⟨

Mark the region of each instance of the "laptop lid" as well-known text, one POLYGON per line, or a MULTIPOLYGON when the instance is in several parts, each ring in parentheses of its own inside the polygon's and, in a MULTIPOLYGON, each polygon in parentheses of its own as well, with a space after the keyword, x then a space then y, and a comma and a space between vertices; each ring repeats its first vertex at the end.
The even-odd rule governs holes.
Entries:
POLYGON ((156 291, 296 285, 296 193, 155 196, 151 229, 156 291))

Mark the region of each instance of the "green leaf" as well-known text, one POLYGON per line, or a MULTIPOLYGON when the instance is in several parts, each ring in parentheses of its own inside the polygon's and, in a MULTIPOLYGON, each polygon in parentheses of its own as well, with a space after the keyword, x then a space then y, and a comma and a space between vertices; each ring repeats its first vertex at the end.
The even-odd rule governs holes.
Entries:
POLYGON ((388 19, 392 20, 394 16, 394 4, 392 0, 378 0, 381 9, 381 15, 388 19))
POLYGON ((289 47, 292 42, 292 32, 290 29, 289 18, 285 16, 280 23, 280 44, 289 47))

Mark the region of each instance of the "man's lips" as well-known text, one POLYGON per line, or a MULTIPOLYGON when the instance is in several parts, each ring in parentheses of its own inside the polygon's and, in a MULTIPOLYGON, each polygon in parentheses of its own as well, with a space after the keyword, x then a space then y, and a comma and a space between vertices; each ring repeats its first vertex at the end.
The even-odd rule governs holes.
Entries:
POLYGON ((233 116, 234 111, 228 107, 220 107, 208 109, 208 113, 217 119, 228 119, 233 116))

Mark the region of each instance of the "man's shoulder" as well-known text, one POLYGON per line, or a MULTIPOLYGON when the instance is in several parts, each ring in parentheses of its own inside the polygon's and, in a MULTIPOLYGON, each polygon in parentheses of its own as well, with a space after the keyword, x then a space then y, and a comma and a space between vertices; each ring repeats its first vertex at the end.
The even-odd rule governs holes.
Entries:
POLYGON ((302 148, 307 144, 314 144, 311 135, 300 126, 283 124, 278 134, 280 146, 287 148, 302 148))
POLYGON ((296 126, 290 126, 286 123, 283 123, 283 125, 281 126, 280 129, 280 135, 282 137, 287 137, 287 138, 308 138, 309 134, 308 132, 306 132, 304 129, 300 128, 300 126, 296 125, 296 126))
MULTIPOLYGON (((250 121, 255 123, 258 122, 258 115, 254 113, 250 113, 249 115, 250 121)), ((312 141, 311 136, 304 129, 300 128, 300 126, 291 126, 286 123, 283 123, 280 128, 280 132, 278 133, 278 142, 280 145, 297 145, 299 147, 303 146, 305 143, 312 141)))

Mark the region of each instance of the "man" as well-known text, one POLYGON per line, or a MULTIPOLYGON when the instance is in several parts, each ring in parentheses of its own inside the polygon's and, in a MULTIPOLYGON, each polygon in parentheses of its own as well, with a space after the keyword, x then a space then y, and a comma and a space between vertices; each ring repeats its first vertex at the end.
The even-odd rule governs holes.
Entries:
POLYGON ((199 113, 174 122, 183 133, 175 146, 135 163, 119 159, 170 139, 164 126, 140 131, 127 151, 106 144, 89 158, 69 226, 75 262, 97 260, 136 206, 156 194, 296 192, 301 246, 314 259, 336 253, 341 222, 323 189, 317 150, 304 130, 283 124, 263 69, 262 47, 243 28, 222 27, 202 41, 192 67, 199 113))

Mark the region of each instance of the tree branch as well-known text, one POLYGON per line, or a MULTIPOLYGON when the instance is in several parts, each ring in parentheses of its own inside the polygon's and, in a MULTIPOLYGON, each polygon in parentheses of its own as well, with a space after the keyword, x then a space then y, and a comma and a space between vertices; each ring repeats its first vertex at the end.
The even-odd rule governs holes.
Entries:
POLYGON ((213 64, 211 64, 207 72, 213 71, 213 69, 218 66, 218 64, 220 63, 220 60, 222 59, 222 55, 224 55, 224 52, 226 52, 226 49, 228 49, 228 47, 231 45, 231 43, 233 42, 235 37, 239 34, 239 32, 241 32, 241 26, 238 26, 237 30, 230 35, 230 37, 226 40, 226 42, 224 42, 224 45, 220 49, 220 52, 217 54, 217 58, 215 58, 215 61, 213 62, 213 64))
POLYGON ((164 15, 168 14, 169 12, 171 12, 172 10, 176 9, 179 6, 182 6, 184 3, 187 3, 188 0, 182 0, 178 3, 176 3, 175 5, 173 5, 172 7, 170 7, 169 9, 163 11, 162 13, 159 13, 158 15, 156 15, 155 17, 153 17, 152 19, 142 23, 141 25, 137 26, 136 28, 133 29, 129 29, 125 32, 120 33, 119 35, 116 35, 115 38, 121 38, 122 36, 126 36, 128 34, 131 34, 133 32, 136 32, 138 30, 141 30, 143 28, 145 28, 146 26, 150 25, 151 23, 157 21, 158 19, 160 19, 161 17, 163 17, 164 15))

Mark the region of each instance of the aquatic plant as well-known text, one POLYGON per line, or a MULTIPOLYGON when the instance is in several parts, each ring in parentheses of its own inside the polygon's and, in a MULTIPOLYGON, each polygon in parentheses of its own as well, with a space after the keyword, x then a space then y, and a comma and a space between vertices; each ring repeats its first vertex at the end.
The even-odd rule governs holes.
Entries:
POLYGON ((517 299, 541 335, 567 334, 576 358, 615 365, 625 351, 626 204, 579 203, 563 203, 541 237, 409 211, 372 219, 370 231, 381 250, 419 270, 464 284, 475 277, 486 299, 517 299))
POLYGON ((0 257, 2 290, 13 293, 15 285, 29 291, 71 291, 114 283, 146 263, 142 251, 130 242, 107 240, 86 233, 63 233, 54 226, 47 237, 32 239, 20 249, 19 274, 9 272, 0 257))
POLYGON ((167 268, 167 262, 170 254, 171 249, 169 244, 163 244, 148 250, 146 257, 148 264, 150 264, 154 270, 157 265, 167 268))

⟩

*Problem requirements:* Give every entry back exactly as it was written above.

*Solution below:*
Mark the region of each instance of the "laptop lid" as well-known text, one POLYGON per line, or a MULTIPOLYGON when the instance is in several parts, each ring in parentheses of its own inside the polygon's and, in a MULTIPOLYGON, each polygon in parentheses of its own as well, with a space after the keyword, x then a space then y, and a comma and a space between vertices; each ring repeats its first vertex at the end.
The even-odd rule governs holes.
Entries:
POLYGON ((156 291, 296 285, 296 193, 155 196, 151 229, 156 291))

Mark the region of each instance of the "green leaf" as well-known text, one POLYGON per line, or a MULTIPOLYGON when the instance is in several parts, each ring in parentheses of its own inside the polygon's and, in a MULTIPOLYGON, each polygon in parentheses of its own as well, with a space after the keyword, x then a space then y, and a comma and a space between vertices; each ring repeats its first vertex at the end.
The even-odd rule governs holes.
Entries:
POLYGON ((388 19, 392 20, 394 16, 394 4, 392 0, 378 0, 381 9, 381 15, 388 19))
POLYGON ((289 47, 292 42, 292 32, 290 29, 289 18, 285 16, 280 23, 280 44, 289 47))

Mark the region of each instance of the "man's lips" as well-known text, one POLYGON per line, or a MULTIPOLYGON when the instance is in several parts, each ring in parentheses of its own inside the polygon's and, in a MULTIPOLYGON, each polygon in parentheses of its own as well, with a space after the keyword, x then a space then y, and a comma and a space between vertices; each ring repeats its first vertex at the end.
The even-odd rule governs holes.
Entries:
POLYGON ((233 116, 234 111, 228 107, 220 107, 208 109, 208 113, 217 119, 228 119, 233 116))

Mark the region of each instance of the "man's shoulder" as well-known text, one POLYGON per line, or a MULTIPOLYGON when the instance is in several parts, each ring in parentheses of its own inside the polygon's and, in a MULTIPOLYGON, each polygon in parentheses of its own as well, with a space after the keyword, x then a space then y, and a comma and a space between vertices; each ring repeats its first vertex at the end.
The even-odd rule governs holes.
Entries:
POLYGON ((302 148, 307 144, 314 144, 311 135, 300 126, 283 124, 278 134, 280 146, 287 148, 302 148))
POLYGON ((296 126, 290 126, 286 123, 283 123, 283 125, 281 126, 280 129, 280 135, 282 137, 287 137, 287 138, 308 138, 309 134, 308 132, 306 132, 304 129, 300 128, 300 126, 296 125, 296 126))
MULTIPOLYGON (((250 121, 255 123, 258 122, 258 115, 254 113, 250 113, 249 115, 250 121)), ((312 141, 311 136, 304 129, 300 128, 300 126, 291 126, 286 123, 283 123, 280 128, 280 132, 278 133, 278 142, 280 145, 297 145, 299 147, 303 146, 305 143, 312 141)))

Mark the region of each instance of the "man" as well-known text, one POLYGON per line, or a MULTIPOLYGON when the instance is in several parts, each ring in parentheses of its own inside the polygon's and, in a MULTIPOLYGON, each polygon in parentheses of its own as well, with a space after the keyword, x then a space then y, and a comma and a space between vertices; each ring repeats its first vertex at the end.
The even-odd rule governs holes.
Entries:
POLYGON ((199 113, 174 122, 183 133, 175 146, 135 163, 119 159, 170 139, 164 126, 140 131, 127 151, 106 144, 89 158, 69 226, 75 262, 97 260, 136 206, 156 194, 296 192, 301 246, 314 259, 336 253, 341 222, 323 189, 317 150, 304 130, 283 124, 263 69, 262 47, 243 28, 222 27, 202 41, 192 67, 199 113))

Mark the region of each instance of the tree branch as well-known text, one POLYGON per line, or a MULTIPOLYGON when the instance is in several parts, each ring in parentheses of its own inside the polygon's and, in a MULTIPOLYGON, each polygon in parentheses of its own as well, with a space after the keyword, x then a space then y, and a comma and a space between vertices; each ring repeats its first vertex at the end.
The even-odd rule governs holes.
Entries:
POLYGON ((213 64, 211 64, 207 72, 213 71, 213 69, 218 66, 218 64, 220 63, 220 60, 222 59, 222 55, 224 55, 224 52, 226 52, 226 49, 228 49, 228 47, 231 45, 231 43, 233 42, 235 37, 239 34, 239 32, 241 32, 241 26, 238 26, 237 30, 230 35, 230 37, 226 40, 226 42, 224 42, 224 45, 220 49, 220 52, 217 54, 217 58, 215 58, 215 61, 213 62, 213 64))
POLYGON ((164 15, 168 14, 169 12, 171 12, 172 10, 176 9, 179 6, 182 6, 184 3, 187 3, 188 0, 182 0, 178 3, 176 3, 175 5, 173 5, 172 7, 170 7, 169 9, 163 11, 162 13, 159 13, 158 15, 156 15, 155 17, 153 17, 152 19, 142 23, 141 25, 137 26, 136 28, 133 29, 129 29, 125 32, 120 33, 119 35, 116 35, 115 38, 121 38, 122 36, 126 36, 128 34, 131 34, 133 32, 136 32, 138 30, 141 30, 143 28, 145 28, 146 26, 150 25, 151 23, 157 21, 158 19, 160 19, 161 17, 163 17, 164 15))

Mark the region of each instance of the aquatic plant as well-known text, one POLYGON per line, or a MULTIPOLYGON when the instance is in several parts, each ring in parentheses of its own inside the polygon's and, in a MULTIPOLYGON, each polygon in parentheses of its own as well, with a space after the keyword, x then a space then y, and a comma and a space between vertices; each ring repeats its first vertex at the end.
The even-odd rule governs holes.
Entries:
POLYGON ((517 299, 541 335, 567 334, 576 358, 615 365, 625 351, 626 204, 579 203, 563 203, 541 237, 409 211, 372 219, 370 231, 381 250, 419 270, 464 284, 475 277, 486 299, 517 299))
POLYGON ((0 257, 2 290, 13 293, 15 285, 29 291, 71 291, 114 283, 146 263, 142 251, 130 242, 107 240, 86 233, 63 233, 54 226, 47 237, 32 239, 20 249, 19 274, 9 272, 0 257))
POLYGON ((167 268, 167 262, 170 254, 171 249, 169 244, 163 244, 148 250, 146 257, 148 264, 150 264, 154 270, 157 265, 167 268))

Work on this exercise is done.